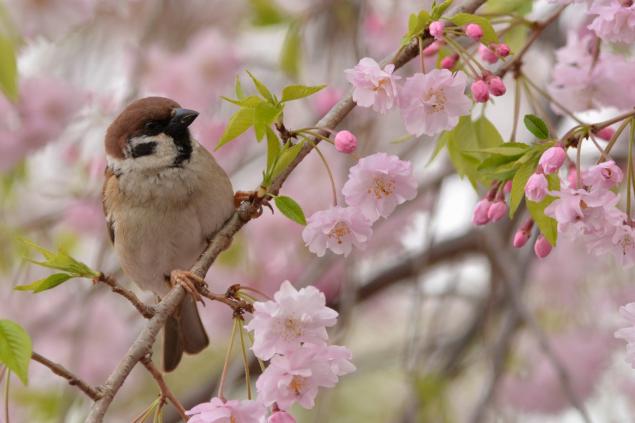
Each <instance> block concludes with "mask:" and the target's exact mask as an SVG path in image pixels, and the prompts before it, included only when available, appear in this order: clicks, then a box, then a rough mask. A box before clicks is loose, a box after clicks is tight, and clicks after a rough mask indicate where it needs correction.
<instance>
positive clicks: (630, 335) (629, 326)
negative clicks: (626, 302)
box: [615, 303, 635, 369]
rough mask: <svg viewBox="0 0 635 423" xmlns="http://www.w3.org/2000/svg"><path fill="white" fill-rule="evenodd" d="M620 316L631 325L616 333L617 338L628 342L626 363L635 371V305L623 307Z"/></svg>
mask: <svg viewBox="0 0 635 423" xmlns="http://www.w3.org/2000/svg"><path fill="white" fill-rule="evenodd" d="M620 315H621V316H622V317H623V318H624V319H626V320H627V321H628V324H629V325H628V326H627V327H625V328H622V329H620V330H618V331H616V332H615V337H616V338H619V339H623V340H625V341H626V343H627V344H626V361H627V362H628V363H629V364H630V365H631V367H632V368H633V369H635V303H629V304H626V305H625V306H623V307H621V308H620Z"/></svg>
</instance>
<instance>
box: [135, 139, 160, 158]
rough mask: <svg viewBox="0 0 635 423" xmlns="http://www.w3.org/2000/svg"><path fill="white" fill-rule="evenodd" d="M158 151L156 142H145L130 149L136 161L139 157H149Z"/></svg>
mask: <svg viewBox="0 0 635 423" xmlns="http://www.w3.org/2000/svg"><path fill="white" fill-rule="evenodd" d="M156 149H157V143H156V142H154V141H151V142H144V143H141V144H137V145H135V146H134V147H132V148H131V149H130V154H131V155H132V158H133V159H136V158H137V157H143V156H149V155H151V154H154V152H155V150H156Z"/></svg>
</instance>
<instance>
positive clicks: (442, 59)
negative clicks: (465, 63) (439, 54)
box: [441, 54, 459, 69]
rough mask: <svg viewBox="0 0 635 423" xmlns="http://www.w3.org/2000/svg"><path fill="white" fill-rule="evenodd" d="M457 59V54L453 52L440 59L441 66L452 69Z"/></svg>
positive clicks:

───

*EXERCISE DESCRIPTION*.
Each record above must be retyped exactly. Omit the pictures.

*RESPONSE TO THE EXERCISE*.
Each <instance> block concludes with "mask:" and the target's exact mask as an SVG path in image pixels, and the prompts before it, included only when available, appear in this order: clicks, then a box, then a rough mask. A box before clicks is loose, a box after clicks is tight, and clicks after a rough mask indicate where it needs correction.
<instance>
positive clicks: (630, 335) (629, 326)
negative clicks: (626, 302)
box: [615, 303, 635, 369]
rough mask: <svg viewBox="0 0 635 423" xmlns="http://www.w3.org/2000/svg"><path fill="white" fill-rule="evenodd" d="M620 316L631 325L616 333L617 338L628 342L626 363L635 371V305L623 307Z"/></svg>
mask: <svg viewBox="0 0 635 423" xmlns="http://www.w3.org/2000/svg"><path fill="white" fill-rule="evenodd" d="M620 315H621V316H622V317H623V318H624V319H626V320H627V321H628V324H629V325H628V326H627V327H625V328H622V329H620V330H618V331H616V332H615V337H616V338H619V339H623V340H625V341H626V343H627V344H626V361H627V362H628V363H629V364H630V365H631V367H632V368H633V369H635V303H629V304H626V305H625V306H623V307H621V308H620Z"/></svg>
</instance>
<instance>
box: [135, 139, 160, 158]
rough mask: <svg viewBox="0 0 635 423" xmlns="http://www.w3.org/2000/svg"><path fill="white" fill-rule="evenodd" d="M158 151L156 142H145L130 149L136 161L139 157H149Z"/></svg>
mask: <svg viewBox="0 0 635 423" xmlns="http://www.w3.org/2000/svg"><path fill="white" fill-rule="evenodd" d="M156 149H157V143H156V142H154V141H151V142H144V143H141V144H137V145H135V146H134V147H132V148H131V149H130V154H131V155H132V158H133V159H136V158H137V157H143V156H149V155H151V154H154V152H155V150H156Z"/></svg>
</instance>
<instance>
positive clicks: (442, 59)
negative clicks: (465, 63) (439, 54)
box: [441, 54, 459, 69]
rough mask: <svg viewBox="0 0 635 423" xmlns="http://www.w3.org/2000/svg"><path fill="white" fill-rule="evenodd" d="M457 59V54L453 52L440 59L441 66L452 69Z"/></svg>
positive clicks:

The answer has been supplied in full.